_Work instructions_. Please reproduce exactly the line that carries "If you would be so kind as to spot the held" and all remaining lines through the last line of the data, and write nothing else.
--- Recorded data Enclosed Below ---
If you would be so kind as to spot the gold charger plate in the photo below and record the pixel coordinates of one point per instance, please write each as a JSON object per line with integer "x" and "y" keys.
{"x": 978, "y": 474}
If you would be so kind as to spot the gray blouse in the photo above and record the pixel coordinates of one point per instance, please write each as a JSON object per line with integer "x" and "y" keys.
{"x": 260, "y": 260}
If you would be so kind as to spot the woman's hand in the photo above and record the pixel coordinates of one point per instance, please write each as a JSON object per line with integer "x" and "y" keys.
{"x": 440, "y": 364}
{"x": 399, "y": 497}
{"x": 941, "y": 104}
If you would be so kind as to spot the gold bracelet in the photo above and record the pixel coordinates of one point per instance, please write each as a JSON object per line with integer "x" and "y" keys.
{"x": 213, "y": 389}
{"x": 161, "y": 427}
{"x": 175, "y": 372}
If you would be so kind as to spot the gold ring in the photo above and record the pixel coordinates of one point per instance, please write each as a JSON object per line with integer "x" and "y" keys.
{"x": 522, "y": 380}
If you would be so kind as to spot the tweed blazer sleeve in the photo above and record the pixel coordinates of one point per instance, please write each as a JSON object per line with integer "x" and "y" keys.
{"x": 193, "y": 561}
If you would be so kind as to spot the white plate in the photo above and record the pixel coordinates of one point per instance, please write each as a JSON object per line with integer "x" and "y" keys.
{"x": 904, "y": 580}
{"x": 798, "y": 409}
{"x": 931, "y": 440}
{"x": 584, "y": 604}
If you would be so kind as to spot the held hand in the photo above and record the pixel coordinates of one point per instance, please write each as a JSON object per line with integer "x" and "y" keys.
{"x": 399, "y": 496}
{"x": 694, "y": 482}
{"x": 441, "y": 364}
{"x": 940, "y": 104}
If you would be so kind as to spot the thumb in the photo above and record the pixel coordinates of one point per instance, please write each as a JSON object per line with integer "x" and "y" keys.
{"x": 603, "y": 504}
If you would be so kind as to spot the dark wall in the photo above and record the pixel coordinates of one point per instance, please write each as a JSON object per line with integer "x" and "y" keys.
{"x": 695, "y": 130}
--- End of Enclosed Recorded data ---
_Solution for this problem_.
If you would be so kind as to spot the held hand in the photo above and record the pixel coordinates of one point per instance, please write each as a JSON object per line with integer "x" and "y" keys.
{"x": 399, "y": 496}
{"x": 694, "y": 482}
{"x": 441, "y": 364}
{"x": 940, "y": 104}
If you would be so kind as to spot the thumb in the photo above and record the pixel coordinates of one point per instance, please write each as a JSON object per line with integer "x" and "y" keys.
{"x": 603, "y": 504}
If you would be so kind as to spot the dark wall in the photo above and record the pixel coordinates of one point per instance, please write each as a JSON object per line with integer "x" and "y" keys.
{"x": 695, "y": 130}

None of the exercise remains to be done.